Records of labeled points:
⟨

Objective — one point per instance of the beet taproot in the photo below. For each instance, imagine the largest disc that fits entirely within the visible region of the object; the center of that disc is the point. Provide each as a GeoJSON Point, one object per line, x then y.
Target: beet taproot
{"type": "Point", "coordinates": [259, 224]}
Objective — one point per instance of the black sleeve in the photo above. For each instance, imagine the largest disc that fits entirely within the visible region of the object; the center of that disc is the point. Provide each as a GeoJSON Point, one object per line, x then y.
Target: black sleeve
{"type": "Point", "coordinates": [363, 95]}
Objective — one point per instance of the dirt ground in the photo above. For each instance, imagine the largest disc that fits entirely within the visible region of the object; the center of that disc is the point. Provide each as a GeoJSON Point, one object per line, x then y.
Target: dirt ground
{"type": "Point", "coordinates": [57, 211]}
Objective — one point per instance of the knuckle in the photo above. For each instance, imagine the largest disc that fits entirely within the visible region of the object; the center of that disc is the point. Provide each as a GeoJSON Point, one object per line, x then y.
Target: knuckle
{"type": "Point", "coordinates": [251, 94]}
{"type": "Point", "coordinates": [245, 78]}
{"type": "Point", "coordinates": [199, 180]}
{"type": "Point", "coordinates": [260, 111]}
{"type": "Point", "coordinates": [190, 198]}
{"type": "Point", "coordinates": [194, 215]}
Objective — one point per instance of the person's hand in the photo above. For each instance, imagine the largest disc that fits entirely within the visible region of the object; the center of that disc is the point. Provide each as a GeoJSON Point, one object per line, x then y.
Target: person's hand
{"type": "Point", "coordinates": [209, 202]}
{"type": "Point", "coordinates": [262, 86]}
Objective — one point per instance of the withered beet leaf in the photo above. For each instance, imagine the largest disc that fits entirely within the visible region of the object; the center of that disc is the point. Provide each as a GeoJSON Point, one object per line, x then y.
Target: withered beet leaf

⟩

● **What to produce**: Set down only these lines, exactly: the line containing "Objective — one point per instance of the dirt" and each line after it, through the end of the listing.

● **Worked answer**:
Objective — one point per instance of the dirt ground in the photo above. For each instance, imagine the largest disc that fits entirely within the visible region of the object; the center of that disc is the point. Provide each as a GeoJSON Point, one object per line, x then y.
Target: dirt ground
{"type": "Point", "coordinates": [57, 211]}
Objective — one point per instance of the knuckle in the photo above. For each instance, imagine the largest disc that fits entirely within the visible region of the object; the center of that disc is the point. Provide each as a GeoJSON Point, one object per line, x then y.
Target: knuckle
{"type": "Point", "coordinates": [251, 94]}
{"type": "Point", "coordinates": [245, 78]}
{"type": "Point", "coordinates": [199, 180]}
{"type": "Point", "coordinates": [260, 111]}
{"type": "Point", "coordinates": [190, 198]}
{"type": "Point", "coordinates": [194, 215]}
Objective — one point per instance of the person's hand in the photo above. For each instance, imagine the largest disc that fits entirely within the visible region of the object; the center of that disc is the point. Provide each as a GeoJSON Point, one object per line, x then y.
Target: person's hand
{"type": "Point", "coordinates": [209, 202]}
{"type": "Point", "coordinates": [262, 86]}
Objective — one point per instance of the withered beet leaf in the photo above. For each instance, imagine the largest disc that fits entirely within the visible region of the object; the center of that disc is the point. Provide each as a GeoJSON Point, one object per line, x then y.
Target: withered beet leaf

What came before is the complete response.